EXERCISE DESCRIPTION
Lift out each line of the data that holds "every".

*** Opening of GIVEN RECORDS ***

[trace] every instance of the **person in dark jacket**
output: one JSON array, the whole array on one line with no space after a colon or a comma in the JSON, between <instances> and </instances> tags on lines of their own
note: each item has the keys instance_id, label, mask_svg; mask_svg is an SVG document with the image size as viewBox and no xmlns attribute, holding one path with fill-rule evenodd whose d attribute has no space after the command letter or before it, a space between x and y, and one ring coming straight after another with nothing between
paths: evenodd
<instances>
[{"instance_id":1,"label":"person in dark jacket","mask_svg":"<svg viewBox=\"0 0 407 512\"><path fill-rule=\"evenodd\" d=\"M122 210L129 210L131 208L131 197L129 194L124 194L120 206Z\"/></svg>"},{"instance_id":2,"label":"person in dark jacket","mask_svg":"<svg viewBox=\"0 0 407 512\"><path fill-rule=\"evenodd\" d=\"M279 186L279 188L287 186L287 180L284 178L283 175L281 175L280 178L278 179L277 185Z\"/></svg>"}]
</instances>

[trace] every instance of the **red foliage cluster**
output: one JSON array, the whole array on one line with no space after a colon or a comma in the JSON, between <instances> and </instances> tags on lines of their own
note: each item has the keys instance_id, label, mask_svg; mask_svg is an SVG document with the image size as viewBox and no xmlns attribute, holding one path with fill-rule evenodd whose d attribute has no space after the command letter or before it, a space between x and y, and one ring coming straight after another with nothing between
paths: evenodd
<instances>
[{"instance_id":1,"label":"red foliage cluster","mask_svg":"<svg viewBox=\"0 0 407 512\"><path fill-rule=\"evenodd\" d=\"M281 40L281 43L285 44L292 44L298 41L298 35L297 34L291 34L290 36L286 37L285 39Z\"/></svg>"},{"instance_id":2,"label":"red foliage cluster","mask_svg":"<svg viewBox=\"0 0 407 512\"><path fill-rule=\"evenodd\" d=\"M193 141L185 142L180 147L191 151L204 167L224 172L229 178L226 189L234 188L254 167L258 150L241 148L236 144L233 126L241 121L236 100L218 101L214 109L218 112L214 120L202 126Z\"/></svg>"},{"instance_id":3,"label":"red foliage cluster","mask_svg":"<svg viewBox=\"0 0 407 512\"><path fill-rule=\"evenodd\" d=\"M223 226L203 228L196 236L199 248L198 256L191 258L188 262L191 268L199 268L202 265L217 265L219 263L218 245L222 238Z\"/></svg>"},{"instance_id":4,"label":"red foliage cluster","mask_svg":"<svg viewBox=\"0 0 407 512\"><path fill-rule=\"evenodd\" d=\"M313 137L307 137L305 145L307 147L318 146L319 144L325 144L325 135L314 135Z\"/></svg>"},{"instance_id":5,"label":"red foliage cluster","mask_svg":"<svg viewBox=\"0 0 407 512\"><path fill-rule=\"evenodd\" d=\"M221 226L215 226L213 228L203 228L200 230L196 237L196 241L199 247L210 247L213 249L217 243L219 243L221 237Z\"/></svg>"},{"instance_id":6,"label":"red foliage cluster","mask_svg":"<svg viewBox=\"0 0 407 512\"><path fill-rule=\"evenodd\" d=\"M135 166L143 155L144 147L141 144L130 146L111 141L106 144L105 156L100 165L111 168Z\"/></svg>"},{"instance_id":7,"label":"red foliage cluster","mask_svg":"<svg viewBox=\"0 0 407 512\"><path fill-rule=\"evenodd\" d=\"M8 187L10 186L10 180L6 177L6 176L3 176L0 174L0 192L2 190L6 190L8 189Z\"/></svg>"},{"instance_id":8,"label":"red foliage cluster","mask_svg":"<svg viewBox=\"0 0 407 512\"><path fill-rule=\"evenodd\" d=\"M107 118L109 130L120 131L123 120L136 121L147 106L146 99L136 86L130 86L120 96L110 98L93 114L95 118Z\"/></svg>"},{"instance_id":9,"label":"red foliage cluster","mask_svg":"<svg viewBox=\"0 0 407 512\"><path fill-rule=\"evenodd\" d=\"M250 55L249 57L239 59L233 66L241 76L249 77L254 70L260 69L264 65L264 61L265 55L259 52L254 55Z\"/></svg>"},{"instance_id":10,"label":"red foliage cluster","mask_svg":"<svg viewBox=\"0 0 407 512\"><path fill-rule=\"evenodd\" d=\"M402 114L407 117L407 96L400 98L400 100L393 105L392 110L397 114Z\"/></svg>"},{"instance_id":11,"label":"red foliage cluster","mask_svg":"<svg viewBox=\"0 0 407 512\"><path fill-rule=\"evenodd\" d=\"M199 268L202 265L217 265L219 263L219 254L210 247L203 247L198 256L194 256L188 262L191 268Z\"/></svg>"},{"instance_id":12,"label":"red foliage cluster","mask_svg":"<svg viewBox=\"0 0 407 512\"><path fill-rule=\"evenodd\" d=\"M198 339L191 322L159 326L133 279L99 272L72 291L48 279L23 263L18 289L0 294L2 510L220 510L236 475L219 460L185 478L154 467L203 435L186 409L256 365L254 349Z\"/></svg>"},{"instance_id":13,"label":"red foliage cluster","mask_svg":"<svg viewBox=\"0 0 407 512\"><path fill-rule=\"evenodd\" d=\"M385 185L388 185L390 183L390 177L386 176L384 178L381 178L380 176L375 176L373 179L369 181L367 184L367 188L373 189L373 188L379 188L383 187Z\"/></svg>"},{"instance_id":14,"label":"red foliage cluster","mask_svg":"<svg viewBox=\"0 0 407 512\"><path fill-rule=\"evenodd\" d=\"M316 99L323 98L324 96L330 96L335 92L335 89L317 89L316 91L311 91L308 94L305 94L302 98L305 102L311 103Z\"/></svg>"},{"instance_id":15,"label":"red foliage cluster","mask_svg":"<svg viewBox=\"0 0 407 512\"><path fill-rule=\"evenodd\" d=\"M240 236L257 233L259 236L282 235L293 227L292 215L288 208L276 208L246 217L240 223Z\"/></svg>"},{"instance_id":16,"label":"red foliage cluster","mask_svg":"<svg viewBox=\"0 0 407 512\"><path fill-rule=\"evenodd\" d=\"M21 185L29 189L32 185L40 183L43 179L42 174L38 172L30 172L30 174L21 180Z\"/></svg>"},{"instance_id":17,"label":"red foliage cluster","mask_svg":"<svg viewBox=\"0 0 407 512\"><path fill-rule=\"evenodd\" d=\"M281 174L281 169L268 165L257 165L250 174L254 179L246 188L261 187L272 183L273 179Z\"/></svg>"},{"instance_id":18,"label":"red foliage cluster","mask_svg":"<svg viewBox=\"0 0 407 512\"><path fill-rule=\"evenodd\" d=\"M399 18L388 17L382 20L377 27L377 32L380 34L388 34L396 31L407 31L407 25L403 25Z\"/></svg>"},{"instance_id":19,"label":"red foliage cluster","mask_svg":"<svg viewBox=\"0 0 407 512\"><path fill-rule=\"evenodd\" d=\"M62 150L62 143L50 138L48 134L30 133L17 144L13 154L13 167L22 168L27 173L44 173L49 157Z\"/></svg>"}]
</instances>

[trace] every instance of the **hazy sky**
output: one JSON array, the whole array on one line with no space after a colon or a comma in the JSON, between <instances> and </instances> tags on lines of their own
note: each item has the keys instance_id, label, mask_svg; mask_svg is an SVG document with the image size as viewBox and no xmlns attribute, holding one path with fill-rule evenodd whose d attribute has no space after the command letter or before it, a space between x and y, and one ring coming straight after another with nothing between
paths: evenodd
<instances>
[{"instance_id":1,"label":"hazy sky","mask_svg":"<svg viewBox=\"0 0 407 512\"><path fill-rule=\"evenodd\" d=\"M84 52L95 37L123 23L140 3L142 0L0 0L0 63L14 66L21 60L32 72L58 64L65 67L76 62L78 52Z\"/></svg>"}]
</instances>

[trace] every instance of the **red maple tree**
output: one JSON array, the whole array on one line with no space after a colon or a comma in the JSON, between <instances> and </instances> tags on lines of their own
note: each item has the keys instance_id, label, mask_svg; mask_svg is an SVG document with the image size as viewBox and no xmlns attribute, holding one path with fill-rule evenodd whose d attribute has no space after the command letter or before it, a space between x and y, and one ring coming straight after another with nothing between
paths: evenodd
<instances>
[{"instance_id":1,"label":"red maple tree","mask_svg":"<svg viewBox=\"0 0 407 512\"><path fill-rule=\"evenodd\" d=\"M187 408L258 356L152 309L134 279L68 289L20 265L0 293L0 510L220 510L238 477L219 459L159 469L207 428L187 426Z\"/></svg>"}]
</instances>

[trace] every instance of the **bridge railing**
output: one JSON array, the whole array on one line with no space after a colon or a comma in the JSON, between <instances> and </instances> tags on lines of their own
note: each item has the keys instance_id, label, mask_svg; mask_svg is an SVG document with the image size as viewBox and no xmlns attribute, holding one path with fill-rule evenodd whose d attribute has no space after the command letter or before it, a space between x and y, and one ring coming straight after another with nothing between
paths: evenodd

*** Close of GIVEN RECORDS ***

EXPECTED ANSWER
[trace] every instance of the **person in dark jacket**
[trace] every instance of the **red foliage cluster**
[trace] every instance of the **hazy sky**
[trace] every instance of the **red maple tree**
[trace] every instance of the **bridge railing**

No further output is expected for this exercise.